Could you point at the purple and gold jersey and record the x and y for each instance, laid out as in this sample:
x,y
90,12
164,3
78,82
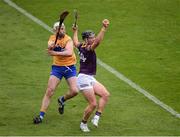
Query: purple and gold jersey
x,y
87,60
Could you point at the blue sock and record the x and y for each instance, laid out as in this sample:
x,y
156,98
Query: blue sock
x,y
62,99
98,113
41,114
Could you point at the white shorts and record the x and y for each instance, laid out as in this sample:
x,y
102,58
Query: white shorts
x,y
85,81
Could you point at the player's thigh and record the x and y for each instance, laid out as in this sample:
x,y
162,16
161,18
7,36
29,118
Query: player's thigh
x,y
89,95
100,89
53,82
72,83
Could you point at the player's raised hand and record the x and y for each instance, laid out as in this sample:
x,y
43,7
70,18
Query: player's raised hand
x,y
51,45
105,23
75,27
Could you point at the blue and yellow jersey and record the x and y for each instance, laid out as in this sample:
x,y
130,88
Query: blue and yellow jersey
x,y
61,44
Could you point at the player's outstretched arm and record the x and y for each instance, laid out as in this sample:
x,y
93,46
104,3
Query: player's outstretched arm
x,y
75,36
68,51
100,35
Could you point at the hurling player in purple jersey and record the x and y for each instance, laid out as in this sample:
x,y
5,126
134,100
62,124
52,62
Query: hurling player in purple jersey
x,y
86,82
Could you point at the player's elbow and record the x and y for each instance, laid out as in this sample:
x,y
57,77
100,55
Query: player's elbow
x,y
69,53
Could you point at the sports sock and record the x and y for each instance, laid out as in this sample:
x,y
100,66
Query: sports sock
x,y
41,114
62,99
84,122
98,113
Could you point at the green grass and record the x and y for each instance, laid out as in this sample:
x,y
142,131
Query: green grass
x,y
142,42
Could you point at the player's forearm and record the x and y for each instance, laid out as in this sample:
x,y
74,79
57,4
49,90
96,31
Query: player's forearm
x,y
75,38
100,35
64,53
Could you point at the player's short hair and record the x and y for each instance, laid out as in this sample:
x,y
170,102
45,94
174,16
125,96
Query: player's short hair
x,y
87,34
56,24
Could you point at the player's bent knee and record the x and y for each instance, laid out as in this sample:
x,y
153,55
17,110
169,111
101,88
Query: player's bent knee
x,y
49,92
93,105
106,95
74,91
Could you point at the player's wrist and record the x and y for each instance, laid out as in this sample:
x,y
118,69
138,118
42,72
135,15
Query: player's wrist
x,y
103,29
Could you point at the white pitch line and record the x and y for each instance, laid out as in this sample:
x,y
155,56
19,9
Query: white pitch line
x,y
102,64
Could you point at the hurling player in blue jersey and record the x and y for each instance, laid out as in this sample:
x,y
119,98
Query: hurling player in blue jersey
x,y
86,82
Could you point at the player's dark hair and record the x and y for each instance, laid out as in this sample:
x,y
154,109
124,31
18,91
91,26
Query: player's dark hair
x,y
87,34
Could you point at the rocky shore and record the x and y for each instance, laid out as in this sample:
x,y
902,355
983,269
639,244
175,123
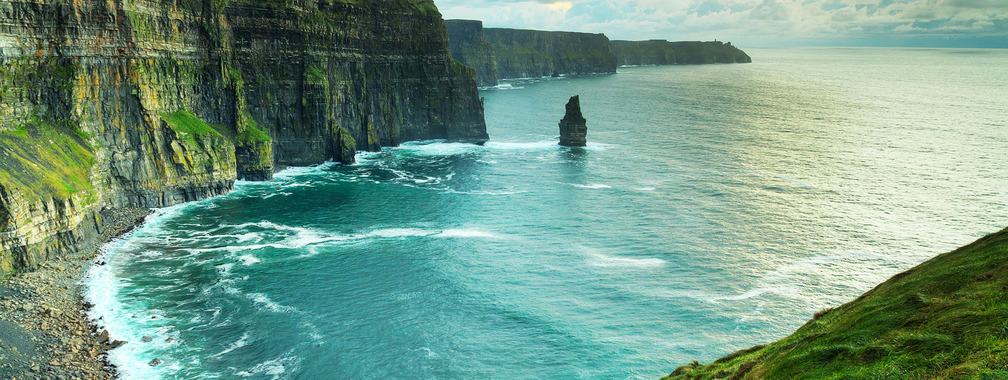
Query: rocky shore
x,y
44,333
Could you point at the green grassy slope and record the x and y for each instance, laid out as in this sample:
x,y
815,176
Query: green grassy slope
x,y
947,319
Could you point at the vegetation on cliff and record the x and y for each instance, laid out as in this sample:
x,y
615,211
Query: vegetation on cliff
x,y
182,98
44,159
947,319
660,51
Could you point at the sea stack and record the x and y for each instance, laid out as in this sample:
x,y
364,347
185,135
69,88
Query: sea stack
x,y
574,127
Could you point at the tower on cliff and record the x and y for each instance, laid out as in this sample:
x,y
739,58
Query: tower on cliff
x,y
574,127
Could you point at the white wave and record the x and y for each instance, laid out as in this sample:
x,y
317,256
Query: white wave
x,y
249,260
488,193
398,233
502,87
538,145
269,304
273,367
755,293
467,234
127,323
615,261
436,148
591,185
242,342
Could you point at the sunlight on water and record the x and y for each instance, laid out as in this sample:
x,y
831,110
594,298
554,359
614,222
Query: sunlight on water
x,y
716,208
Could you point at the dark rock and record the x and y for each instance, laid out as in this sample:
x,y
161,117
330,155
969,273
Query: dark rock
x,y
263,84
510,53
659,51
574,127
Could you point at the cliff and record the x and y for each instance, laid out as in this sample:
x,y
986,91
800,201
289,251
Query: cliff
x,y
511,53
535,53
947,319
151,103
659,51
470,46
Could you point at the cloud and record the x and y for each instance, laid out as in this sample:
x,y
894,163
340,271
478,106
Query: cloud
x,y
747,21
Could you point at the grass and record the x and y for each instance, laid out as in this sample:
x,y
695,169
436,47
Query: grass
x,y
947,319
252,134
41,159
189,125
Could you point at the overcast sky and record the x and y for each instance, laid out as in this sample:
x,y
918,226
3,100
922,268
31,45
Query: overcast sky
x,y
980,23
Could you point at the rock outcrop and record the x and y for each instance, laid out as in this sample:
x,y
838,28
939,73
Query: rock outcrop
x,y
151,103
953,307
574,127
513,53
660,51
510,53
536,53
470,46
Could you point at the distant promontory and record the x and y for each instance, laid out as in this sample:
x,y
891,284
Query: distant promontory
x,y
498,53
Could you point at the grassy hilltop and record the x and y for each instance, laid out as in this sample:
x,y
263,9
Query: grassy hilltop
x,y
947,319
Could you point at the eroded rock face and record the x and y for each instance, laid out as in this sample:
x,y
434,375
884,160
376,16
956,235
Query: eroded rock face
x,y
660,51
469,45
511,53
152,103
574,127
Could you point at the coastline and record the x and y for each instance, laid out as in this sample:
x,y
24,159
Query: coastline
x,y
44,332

→ The task:
Return every entry word for word, minus the pictures.

→ Answer space:
Could you point at the purple and gold jersey and record the x and y for each instance, laid out as in this sample:
x,y
90,12
164,3
78,82
Query: purple and gold jersey
x,y
87,60
Could you point at the blue sock and record the x and y for each instance, laid out as in this sample:
x,y
156,98
Query: blue sock
x,y
62,99
98,113
41,114
Could you point at the white shorts and record the x and y for each instance, laid out as in this sample:
x,y
102,58
Query: white shorts
x,y
85,81
Could you point at the player's thigh and record the x and y for each instance, laid out as in this sample:
x,y
162,16
161,18
7,36
29,118
Query: player's thigh
x,y
89,95
100,89
53,82
72,83
Could you point at the player's raised hand and record the x and y for each instance, laid out as in this sample:
x,y
43,7
70,18
Query: player's raised hand
x,y
51,45
105,23
75,27
Could you point at the blue and yellow jersey and record the x and y for each instance, laid out as in this sample:
x,y
130,88
Query: blue and yellow jersey
x,y
61,44
Could you point at the player's outstretched arm and record the x and y for each instance, laid out as in this sample:
x,y
93,46
104,3
Query: player's outstretched arm
x,y
75,36
68,51
100,35
Could you point at the hurling player in purple jersey and record the x and y for each instance, laid out as in this sample:
x,y
5,126
134,100
62,124
52,62
Query: hurling player in purple jersey
x,y
86,82
Could you point at the player's elbow and record the x and y for each instance, laid out as in this sample:
x,y
57,77
100,55
Query: player's elbow
x,y
69,53
Could you point at the sports sock and record the x and y for each instance, laid out as in this sample:
x,y
100,66
Query: sports sock
x,y
41,114
62,99
84,122
98,113
Could you point at the green grass and record the x and y for each instance, laid out as in this sample:
x,y
142,131
Query: green grass
x,y
142,42
Could you point at the player's forearm and record the x and y for each instance, laid out as in this sample:
x,y
74,79
57,4
49,90
96,31
Query: player's forearm
x,y
75,38
100,35
64,53
Could you point at the player's short hair and record the x and y for each instance, laid out as in this sample:
x,y
170,102
45,94
174,16
125,96
Query: player's short hair
x,y
87,34
56,24
Could you point at the player's bent knee and record the x and y for each instance, laid out as in this sample:
x,y
153,55
17,110
169,111
101,88
Query: player's bent knee
x,y
49,92
93,105
106,95
74,91
Could you point at the player's wrist and record the x and y for each instance, laid out as in this sample:
x,y
118,69
138,118
42,72
135,15
Query: player's wrist
x,y
103,29
Could you point at the white pitch line and record the x and y for each instance, laid out as in this sample:
x,y
155,56
19,9
Query: white pitch line
x,y
102,64
Could you point at the hurling player in blue jersey and record the x and y for each instance, laid out as in this sample:
x,y
119,98
Query: hurling player in blue jersey
x,y
86,82
Could you point at the player's dark hair and record the x and y for each instance, laid out as in this sample:
x,y
154,109
124,31
18,91
91,26
Query: player's dark hair
x,y
87,34
Could you point at the rocky shore and record the x and y for each instance, laid out as in this sample:
x,y
902,355
983,269
639,244
175,123
Query: rocky shore
x,y
44,333
Could you point at the green grassy slope and record the x and y for each instance, laid out as in this sample:
x,y
815,176
Query: green grassy slope
x,y
947,319
Could you point at the vegetation on cliff and record the x and y for each instance, laid out as in this sample:
x,y
615,211
Query: vegetation on cliff
x,y
182,98
44,159
947,319
660,51
Could you point at the sea stack and record the x and y for each instance, laid out as in this sample:
x,y
364,347
185,135
69,88
Query: sea stack
x,y
574,127
Could you point at the tower on cliff and record the x and y for each instance, laid out as in this sample:
x,y
739,58
Query: tower on cliff
x,y
574,127
Could you point at the white wave and record the x and y for each instance, laid out as in this sample:
x,y
317,256
Query: white wave
x,y
249,260
488,193
398,233
502,87
538,145
269,304
273,367
755,293
467,234
127,323
615,261
436,148
591,185
242,342
Could you point at the sunlight on water and record the x and y for each instance, laid out as in this sample:
x,y
831,110
594,298
554,359
614,222
Query: sunlight on water
x,y
716,208
Could you point at the dark rock and record the x and y for each instance, laid out as in this sample:
x,y
161,117
330,155
969,273
Query: dark rock
x,y
263,84
510,53
659,51
574,127
Could you point at the cliff and record the x and y for each instance, laid out as in this sample:
x,y
986,91
800,201
289,251
Query: cliff
x,y
511,53
535,53
947,319
151,103
659,51
470,46
Could you point at the cloud and record the x and y for each instance, laid out as in this sample:
x,y
894,163
340,271
478,106
Query: cloud
x,y
747,21
Could you point at the grass and record the x and y for each instance, laid out as in this sample:
x,y
695,169
436,47
Query: grass
x,y
947,319
252,134
41,159
189,125
Could you point at the overcast sky and record the x and y for each instance, laid out as in this sample:
x,y
918,226
3,100
922,268
31,45
Query: overcast sky
x,y
980,23
Could you point at the rock outcrop and record the x and y for each instance, laid out as in this sample:
x,y
838,28
939,73
Query: rock outcrop
x,y
151,103
953,307
574,127
513,53
660,51
510,53
536,53
470,46
Could you point at the distant promontory and record the x and y for each instance, laid out as in this sample:
x,y
891,284
Query: distant promontory
x,y
498,53
Could you point at the grassy hilltop and record the x and y for each instance, laid out as in this sample:
x,y
263,9
Query: grassy hilltop
x,y
947,319
Could you point at the eroded rock face and record the x and y for each instance, laid out as in this sample:
x,y
434,375
884,160
376,16
956,235
Query: eroded rock face
x,y
660,51
469,45
511,53
152,103
574,127
Could you point at the coastline and record the x and y for each instance, laid out as in this sample:
x,y
24,159
Query: coastline
x,y
44,332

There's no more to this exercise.